Natural-language object grounding data:
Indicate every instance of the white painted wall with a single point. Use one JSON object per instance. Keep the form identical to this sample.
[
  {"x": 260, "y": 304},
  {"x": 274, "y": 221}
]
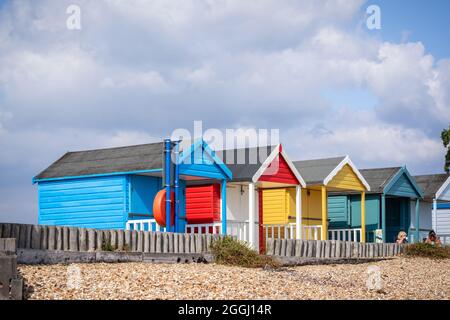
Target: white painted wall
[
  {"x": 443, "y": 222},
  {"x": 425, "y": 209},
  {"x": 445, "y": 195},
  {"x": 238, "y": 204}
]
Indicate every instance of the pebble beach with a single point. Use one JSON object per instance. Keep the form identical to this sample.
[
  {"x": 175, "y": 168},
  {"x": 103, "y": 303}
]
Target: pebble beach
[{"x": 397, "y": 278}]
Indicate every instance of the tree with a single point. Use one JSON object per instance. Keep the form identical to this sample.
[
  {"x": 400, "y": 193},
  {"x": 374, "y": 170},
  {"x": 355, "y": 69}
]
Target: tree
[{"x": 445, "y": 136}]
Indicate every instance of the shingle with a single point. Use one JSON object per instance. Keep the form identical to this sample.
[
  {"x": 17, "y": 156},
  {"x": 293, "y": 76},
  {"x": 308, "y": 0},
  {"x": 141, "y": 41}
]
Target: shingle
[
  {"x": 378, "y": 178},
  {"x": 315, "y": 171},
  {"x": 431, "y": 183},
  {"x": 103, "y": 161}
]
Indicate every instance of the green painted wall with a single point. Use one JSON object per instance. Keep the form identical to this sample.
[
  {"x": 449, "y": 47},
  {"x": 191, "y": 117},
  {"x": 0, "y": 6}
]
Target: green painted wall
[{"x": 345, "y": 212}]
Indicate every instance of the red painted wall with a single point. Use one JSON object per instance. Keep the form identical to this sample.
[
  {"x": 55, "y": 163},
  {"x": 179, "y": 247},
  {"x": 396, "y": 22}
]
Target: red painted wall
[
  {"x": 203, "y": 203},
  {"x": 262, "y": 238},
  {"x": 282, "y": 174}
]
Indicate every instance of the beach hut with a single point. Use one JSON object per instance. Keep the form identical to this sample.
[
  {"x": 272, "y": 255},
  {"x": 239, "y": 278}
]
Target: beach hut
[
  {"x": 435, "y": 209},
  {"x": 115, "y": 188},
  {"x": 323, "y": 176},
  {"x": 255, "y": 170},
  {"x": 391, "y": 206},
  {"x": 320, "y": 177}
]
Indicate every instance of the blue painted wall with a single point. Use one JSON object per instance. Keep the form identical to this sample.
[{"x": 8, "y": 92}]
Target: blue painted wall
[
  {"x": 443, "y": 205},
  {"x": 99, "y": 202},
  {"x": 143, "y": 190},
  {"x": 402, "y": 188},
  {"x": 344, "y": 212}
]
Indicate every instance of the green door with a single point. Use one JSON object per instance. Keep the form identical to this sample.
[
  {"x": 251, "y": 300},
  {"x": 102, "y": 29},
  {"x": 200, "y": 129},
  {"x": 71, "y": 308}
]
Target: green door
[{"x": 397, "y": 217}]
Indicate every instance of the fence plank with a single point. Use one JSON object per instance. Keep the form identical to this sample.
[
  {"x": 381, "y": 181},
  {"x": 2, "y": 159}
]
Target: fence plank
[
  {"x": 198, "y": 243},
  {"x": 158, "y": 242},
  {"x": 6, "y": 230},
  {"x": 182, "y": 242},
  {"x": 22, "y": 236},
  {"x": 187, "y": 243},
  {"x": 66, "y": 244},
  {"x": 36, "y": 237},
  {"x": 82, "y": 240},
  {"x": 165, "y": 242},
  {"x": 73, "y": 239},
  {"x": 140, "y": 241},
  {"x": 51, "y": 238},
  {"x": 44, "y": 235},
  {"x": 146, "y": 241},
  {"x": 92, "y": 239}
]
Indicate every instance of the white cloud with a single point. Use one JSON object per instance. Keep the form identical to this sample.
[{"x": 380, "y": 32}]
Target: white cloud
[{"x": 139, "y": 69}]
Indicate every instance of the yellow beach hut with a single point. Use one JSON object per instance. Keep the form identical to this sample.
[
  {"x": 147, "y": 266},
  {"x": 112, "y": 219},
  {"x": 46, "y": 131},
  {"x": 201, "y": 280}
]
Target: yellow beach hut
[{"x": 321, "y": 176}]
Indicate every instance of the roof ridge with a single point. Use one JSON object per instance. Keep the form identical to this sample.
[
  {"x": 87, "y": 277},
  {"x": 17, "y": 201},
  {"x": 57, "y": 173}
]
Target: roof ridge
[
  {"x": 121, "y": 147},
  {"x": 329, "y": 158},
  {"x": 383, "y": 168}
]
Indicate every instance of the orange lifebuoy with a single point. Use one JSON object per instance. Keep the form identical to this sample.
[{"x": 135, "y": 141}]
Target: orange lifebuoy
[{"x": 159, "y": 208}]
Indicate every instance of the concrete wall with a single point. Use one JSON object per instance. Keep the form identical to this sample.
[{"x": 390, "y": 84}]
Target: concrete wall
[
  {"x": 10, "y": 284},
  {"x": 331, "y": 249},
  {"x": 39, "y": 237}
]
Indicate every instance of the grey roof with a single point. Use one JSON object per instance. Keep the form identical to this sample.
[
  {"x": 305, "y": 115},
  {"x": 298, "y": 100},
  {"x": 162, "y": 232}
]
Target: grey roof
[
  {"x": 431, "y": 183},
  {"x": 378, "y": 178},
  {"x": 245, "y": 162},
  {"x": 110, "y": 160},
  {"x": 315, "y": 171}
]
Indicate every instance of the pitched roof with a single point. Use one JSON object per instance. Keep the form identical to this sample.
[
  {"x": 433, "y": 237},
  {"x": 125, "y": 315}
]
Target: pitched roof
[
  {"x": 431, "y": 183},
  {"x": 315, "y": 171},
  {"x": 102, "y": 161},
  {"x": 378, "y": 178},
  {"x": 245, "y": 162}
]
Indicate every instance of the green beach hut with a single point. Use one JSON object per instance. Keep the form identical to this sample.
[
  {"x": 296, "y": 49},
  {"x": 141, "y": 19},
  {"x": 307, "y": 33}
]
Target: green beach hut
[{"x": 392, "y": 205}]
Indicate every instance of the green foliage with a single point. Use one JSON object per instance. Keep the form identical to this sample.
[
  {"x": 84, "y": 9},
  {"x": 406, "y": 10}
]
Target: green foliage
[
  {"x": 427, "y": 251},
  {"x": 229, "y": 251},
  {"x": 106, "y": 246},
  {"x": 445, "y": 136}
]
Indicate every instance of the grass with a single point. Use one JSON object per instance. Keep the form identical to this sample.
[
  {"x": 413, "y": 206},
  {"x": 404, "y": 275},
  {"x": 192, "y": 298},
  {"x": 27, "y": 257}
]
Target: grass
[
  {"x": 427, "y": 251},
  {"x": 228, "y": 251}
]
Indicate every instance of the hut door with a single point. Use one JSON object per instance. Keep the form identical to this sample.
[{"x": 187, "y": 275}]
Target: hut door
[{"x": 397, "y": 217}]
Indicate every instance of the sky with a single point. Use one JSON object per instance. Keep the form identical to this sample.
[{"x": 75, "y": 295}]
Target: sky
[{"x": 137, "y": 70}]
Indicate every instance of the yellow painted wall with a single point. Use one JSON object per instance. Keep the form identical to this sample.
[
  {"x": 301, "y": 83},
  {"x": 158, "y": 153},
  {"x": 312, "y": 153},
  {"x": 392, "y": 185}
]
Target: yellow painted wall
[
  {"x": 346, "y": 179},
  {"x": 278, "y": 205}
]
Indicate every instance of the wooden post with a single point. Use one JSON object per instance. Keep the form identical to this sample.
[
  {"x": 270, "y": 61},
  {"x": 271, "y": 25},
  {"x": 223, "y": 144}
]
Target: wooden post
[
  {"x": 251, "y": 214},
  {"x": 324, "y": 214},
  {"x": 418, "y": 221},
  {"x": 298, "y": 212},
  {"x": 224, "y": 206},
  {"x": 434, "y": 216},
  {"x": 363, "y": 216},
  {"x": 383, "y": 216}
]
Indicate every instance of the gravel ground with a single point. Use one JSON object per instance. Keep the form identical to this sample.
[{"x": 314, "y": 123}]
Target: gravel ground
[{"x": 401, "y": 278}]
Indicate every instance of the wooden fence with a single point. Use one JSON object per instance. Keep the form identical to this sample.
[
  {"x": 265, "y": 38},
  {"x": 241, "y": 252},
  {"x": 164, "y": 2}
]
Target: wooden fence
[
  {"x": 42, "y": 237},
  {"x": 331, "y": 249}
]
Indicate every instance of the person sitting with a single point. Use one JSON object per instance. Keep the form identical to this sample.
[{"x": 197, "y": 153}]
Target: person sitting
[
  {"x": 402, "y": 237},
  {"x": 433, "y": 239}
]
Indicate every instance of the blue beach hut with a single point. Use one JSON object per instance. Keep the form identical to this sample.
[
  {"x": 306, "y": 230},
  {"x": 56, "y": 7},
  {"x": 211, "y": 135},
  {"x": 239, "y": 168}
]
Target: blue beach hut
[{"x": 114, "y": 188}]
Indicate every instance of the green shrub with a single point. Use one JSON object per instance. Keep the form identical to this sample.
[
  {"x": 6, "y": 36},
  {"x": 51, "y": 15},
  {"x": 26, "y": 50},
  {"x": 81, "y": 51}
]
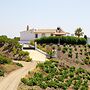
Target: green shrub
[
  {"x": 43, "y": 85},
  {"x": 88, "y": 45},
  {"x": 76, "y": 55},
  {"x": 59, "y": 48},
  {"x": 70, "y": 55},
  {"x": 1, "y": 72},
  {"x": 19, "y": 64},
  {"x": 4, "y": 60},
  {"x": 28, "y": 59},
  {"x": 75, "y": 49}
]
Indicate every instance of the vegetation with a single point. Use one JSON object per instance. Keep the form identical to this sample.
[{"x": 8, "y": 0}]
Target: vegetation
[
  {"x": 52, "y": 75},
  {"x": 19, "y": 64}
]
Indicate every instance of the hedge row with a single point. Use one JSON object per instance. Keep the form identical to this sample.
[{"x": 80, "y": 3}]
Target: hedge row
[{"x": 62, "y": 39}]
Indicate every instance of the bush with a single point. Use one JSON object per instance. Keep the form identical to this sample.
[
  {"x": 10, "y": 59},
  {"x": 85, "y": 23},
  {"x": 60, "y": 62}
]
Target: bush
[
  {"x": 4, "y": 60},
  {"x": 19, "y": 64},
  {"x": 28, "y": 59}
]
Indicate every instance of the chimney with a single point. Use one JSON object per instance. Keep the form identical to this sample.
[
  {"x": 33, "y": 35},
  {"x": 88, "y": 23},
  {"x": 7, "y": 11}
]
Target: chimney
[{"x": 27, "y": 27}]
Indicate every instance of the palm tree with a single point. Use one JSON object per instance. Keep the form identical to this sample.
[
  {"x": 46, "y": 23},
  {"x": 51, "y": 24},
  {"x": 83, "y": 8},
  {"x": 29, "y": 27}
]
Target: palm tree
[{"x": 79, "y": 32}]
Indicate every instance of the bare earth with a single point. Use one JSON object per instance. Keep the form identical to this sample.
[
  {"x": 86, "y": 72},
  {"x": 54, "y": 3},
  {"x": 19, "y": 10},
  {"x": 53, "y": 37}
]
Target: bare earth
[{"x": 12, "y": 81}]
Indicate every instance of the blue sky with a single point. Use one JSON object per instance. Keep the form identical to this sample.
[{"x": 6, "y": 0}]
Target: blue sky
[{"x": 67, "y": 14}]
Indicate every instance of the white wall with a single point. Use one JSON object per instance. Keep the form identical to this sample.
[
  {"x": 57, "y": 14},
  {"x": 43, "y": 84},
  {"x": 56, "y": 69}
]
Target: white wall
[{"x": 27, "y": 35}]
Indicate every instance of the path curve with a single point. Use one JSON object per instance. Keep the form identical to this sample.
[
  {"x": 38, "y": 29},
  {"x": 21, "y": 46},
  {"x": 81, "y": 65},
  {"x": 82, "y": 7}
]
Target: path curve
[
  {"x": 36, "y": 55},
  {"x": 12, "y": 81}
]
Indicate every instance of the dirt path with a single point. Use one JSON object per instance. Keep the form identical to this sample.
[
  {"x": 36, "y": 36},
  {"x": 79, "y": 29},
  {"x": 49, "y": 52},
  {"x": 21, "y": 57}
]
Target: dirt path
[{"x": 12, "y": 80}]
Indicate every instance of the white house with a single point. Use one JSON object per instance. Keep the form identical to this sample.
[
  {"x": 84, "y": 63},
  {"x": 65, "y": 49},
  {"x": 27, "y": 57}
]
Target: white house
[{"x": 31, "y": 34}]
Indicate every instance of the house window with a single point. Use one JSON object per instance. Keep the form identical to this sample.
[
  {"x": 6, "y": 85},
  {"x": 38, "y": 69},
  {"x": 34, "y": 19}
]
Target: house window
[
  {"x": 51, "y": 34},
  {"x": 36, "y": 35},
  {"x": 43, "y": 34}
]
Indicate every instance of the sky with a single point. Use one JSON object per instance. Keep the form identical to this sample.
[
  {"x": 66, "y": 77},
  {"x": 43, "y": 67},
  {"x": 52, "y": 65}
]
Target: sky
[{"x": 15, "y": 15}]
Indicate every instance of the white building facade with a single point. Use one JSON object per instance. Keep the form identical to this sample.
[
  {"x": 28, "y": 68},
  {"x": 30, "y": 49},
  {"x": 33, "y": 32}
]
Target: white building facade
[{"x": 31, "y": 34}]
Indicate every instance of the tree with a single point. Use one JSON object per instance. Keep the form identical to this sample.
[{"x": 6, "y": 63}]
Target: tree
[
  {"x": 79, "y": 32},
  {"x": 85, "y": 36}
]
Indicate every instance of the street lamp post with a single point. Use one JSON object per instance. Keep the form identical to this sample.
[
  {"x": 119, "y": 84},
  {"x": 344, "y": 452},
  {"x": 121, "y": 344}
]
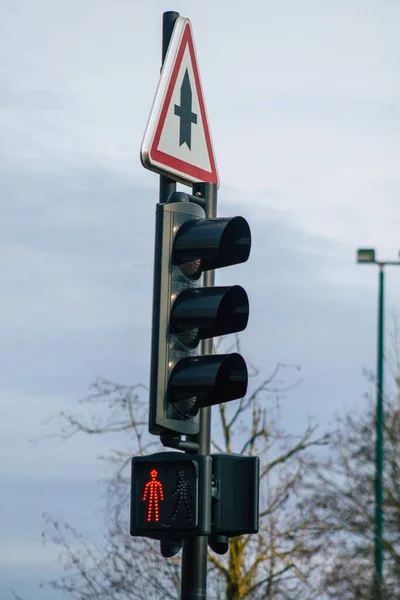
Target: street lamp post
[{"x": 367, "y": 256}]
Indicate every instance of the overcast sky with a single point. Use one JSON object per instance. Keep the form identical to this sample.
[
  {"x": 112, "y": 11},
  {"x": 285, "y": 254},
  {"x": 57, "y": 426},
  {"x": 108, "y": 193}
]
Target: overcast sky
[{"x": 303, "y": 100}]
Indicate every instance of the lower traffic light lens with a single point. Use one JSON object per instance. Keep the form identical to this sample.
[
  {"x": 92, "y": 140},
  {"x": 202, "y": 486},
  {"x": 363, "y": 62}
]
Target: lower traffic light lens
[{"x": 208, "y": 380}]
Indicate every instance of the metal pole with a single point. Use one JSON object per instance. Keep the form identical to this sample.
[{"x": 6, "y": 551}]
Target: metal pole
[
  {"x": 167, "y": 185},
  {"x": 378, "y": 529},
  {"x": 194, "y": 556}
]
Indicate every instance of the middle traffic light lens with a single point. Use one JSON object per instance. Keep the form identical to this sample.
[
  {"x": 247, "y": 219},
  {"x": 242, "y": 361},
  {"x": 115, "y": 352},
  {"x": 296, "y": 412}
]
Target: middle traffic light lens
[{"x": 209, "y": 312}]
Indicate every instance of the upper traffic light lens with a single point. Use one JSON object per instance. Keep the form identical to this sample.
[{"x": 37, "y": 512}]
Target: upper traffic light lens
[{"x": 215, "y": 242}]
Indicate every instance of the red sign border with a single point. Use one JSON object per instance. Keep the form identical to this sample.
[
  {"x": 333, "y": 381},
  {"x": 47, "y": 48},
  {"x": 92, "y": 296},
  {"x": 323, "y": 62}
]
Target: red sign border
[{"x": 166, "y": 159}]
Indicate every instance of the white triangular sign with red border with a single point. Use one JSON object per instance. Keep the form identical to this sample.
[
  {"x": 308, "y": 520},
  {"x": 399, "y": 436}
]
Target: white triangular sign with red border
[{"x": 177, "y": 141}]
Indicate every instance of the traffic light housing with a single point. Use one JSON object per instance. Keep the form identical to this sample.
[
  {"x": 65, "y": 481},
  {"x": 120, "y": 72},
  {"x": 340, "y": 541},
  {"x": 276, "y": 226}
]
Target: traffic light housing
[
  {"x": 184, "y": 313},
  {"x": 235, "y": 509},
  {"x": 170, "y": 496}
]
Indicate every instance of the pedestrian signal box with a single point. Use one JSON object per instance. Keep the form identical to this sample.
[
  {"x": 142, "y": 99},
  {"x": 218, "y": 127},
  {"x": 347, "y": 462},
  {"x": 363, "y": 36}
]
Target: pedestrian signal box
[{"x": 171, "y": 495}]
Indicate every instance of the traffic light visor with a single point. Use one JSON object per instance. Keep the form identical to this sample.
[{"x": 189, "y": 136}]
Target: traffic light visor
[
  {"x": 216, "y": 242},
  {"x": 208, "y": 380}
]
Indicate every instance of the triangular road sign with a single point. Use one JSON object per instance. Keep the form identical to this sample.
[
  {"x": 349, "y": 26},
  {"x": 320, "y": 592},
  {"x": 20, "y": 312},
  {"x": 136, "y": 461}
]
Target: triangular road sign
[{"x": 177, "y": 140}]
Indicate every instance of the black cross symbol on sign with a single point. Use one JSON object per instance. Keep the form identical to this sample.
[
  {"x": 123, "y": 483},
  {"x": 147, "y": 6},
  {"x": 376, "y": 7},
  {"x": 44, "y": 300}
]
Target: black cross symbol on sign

Work order: From the records above, show each line that contains the word "symbol".

Result of this exercise:
Indicate every instance of the black cross symbol on sign with a single point. Use one JSON object per instance. Keep the form identical to this sample.
Target: black cross symbol on sign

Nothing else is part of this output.